§ WORK INSTRUCTIONS
(1) In the text on demand elasticity, list in order every occurrence of a word that starts with "elastic". Leave out "inelastic".
(2) Rewrite the stretch of the demand elasticity text from "The value of" through "impact on elasticity.", putting "app-based ride hailing" in place of "ride sharing".

§ TEXT PASSAGE
· · · ·
The value of elasticity reveals the extent of flexibility of demand. A value less than 1 implies demand
is inelastic. So we can say that demand for taxi services without ride sharing is relatively inelastic. On
the other hand the introduction of ride sharing increases the flexibility, so that demand is now
relatively elastic. This is seen from a value of 1.2 that exceeds 1. (Aggarwal, n.d.)
Demand elasticity for tax services has thus risen from inelastic to elastic. To understand this we
must look at the factors that impact on elasticity.
Some of these factors are: (Csun.edu., n.d.)
The presence/absence of substitutes: If we have easily available substitute then demand is
more flexible as consumers can move to substitute goods. Greater number of substitutes for
a good X cause demand elasticity of X to be elastic.
· · · ·
§ A series of records

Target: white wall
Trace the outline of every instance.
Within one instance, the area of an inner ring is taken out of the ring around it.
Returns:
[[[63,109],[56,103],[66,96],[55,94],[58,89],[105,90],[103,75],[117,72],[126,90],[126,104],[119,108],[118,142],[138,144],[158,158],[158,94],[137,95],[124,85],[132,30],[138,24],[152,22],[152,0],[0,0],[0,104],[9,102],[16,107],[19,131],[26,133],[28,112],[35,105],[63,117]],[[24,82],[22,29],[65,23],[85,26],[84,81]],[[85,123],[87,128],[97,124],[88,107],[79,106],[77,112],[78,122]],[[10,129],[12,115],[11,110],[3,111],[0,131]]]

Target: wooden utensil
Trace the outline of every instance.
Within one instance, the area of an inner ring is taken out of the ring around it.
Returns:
· · · ·
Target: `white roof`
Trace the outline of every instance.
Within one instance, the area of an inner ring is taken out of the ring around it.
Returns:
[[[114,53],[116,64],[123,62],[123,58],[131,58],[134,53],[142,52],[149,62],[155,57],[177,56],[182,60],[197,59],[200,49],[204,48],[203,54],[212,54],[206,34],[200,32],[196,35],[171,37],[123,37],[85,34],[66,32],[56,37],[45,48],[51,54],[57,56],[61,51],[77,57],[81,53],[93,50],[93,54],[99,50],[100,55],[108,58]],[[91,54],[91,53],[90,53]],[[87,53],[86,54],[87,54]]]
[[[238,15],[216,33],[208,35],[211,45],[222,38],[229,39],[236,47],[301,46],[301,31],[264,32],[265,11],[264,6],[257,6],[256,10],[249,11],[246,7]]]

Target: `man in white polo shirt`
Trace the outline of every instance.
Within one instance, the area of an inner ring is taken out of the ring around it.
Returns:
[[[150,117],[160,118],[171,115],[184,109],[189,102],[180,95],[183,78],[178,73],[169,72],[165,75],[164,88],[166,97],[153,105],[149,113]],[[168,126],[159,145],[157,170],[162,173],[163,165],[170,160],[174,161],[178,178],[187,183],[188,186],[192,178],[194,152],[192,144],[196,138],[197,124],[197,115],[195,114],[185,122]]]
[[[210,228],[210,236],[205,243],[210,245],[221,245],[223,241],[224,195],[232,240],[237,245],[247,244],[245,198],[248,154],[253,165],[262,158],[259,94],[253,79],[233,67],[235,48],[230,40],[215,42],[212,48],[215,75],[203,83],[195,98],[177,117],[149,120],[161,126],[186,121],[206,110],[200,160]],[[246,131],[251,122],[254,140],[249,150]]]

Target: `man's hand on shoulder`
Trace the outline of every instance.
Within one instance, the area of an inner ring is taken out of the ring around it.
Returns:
· · · ·
§ LIST OF SOLUTIONS
(1) elasticity, elastic, elasticity, elastic, elasticity, elasticity, elastic

(2)
The value of elasticity reveals the extent of flexibility of demand. A value less than 1 implies demand
is inelastic. So we can say that demand for taxi services without app-based ride hailing is relatively inelastic. On
the other hand the introduction of app-based ride hailing increases the flexibility, so that demand is now
relatively elastic. This is seen from a value of 1.2 that exceeds 1. (Aggarwal, n.d.)
Demand elasticity for tax services has thus risen from inelastic to elastic. To understand this we
must look at the factors that impact on elasticity.